- [Given information]
===============
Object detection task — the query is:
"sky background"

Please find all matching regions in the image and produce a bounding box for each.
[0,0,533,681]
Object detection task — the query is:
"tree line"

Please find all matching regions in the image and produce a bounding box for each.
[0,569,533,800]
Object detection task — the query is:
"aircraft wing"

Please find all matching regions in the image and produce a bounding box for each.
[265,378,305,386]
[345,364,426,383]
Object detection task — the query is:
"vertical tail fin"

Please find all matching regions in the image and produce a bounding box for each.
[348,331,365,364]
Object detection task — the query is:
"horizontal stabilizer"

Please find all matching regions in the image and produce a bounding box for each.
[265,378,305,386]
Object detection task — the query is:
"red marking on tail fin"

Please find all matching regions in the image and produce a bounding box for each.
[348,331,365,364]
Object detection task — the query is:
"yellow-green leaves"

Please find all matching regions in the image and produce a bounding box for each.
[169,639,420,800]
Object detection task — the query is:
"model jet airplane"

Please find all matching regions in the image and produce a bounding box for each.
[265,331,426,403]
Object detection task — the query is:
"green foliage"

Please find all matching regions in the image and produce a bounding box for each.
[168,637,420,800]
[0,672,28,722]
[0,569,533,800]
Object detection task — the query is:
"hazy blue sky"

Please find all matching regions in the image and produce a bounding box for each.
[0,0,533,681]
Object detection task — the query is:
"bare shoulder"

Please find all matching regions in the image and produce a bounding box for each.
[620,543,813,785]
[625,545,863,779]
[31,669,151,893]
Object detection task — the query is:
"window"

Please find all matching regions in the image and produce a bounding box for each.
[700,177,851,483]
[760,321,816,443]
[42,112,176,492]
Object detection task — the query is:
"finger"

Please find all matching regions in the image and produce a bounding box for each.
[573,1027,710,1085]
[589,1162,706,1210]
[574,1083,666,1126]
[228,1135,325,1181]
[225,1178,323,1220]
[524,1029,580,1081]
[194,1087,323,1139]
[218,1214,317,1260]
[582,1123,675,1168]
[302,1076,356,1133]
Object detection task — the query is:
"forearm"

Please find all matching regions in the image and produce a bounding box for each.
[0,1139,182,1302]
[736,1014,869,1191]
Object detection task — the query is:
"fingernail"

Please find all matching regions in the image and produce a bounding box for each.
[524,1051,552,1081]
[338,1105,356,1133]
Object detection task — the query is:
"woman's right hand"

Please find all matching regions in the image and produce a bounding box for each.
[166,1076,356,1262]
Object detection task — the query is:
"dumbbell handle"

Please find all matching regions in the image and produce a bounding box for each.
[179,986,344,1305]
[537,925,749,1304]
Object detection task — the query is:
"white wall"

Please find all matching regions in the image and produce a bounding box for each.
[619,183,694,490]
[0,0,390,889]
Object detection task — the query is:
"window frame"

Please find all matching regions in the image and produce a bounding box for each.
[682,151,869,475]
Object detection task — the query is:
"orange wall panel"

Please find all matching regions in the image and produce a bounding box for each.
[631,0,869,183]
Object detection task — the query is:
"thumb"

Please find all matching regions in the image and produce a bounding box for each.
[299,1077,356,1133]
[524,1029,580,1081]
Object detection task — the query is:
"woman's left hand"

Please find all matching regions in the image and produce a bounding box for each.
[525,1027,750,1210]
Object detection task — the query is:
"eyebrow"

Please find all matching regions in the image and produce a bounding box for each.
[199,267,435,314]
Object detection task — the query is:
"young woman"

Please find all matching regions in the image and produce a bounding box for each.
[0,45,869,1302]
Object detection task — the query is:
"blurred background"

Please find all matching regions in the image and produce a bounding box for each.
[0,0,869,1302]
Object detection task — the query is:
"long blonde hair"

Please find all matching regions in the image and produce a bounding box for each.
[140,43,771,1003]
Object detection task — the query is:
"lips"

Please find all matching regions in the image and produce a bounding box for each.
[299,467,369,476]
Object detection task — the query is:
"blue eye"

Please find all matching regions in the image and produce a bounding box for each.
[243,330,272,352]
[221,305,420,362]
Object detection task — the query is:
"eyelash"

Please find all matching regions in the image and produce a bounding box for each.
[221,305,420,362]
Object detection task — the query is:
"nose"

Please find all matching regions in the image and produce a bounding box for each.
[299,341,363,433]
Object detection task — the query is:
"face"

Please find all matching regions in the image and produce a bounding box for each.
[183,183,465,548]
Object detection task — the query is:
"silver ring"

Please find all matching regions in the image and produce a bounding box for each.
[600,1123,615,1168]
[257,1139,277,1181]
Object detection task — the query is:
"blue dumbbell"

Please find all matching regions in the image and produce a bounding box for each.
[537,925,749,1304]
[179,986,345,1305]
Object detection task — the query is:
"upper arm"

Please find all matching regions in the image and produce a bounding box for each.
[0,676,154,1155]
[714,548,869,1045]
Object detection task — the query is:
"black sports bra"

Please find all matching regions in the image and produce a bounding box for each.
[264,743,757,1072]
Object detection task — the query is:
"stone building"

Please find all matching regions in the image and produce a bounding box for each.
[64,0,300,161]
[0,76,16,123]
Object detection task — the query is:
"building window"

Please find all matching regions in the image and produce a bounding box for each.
===============
- [Objective] Pull out each line of the records above that contains the word "blue", and copy those lines unchanged.

- [Finished exercise]
"hazy blue sky"
"blue eye"
"blue dumbbell"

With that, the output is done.